TASK GOAL → Your answer should consist only of the records, copied exactly, with the images removed.

RAW DATA →

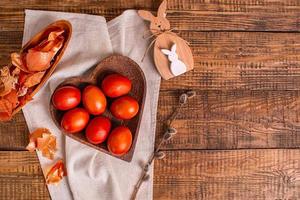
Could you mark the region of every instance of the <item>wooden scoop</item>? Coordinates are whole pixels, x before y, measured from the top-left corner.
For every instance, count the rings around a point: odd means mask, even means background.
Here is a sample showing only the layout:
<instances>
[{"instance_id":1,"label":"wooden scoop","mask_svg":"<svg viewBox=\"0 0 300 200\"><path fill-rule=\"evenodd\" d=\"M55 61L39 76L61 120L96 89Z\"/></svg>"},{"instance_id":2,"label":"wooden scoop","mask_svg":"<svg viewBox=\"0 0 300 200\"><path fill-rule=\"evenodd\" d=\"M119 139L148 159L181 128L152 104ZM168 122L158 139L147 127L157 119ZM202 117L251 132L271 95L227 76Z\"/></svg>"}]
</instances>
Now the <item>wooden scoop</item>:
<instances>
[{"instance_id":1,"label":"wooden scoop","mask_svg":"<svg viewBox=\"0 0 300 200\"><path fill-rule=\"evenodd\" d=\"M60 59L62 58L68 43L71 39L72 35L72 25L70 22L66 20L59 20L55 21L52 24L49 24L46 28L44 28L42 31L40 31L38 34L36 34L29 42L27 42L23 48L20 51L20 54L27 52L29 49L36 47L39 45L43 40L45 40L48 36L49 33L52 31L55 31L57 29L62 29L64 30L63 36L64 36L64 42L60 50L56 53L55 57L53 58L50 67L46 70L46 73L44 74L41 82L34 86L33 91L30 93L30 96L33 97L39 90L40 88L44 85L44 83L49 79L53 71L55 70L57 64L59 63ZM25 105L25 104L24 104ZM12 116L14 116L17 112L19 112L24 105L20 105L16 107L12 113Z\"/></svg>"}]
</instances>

SOLUTION TO THIS PROBLEM →
Could you mark the region of every instance of the <item>wooden scoop</item>? Coordinates are whole pixels, x before y, measured from the top-left corner.
For every instance, count the rings around a point: odd means mask, even means background.
Here is a sample showing only the layout:
<instances>
[{"instance_id":1,"label":"wooden scoop","mask_svg":"<svg viewBox=\"0 0 300 200\"><path fill-rule=\"evenodd\" d=\"M55 61L39 76L61 120L96 89Z\"/></svg>"},{"instance_id":2,"label":"wooden scoop","mask_svg":"<svg viewBox=\"0 0 300 200\"><path fill-rule=\"evenodd\" d=\"M119 139L148 159L181 128L152 104ZM168 122L158 139L147 127L157 119ZM202 117L251 132L271 95L227 76Z\"/></svg>"}]
</instances>
Now the <item>wooden scoop</item>:
<instances>
[{"instance_id":1,"label":"wooden scoop","mask_svg":"<svg viewBox=\"0 0 300 200\"><path fill-rule=\"evenodd\" d=\"M60 59L62 58L68 43L71 39L72 35L72 25L70 22L66 20L59 20L55 21L52 24L49 24L46 28L44 28L42 31L40 31L38 34L36 34L29 42L27 42L23 48L20 51L20 54L27 52L29 49L36 47L39 45L43 40L45 40L48 36L49 33L52 31L55 31L57 29L62 29L64 30L63 36L64 36L64 42L60 50L56 53L55 57L53 58L50 67L46 70L46 73L44 74L41 82L34 86L33 91L30 93L30 96L33 97L39 90L40 88L44 85L44 83L49 79L53 71L55 70L57 64L59 63ZM25 105L25 104L24 104ZM12 116L14 116L17 112L19 112L24 105L20 105L16 107L12 113Z\"/></svg>"}]
</instances>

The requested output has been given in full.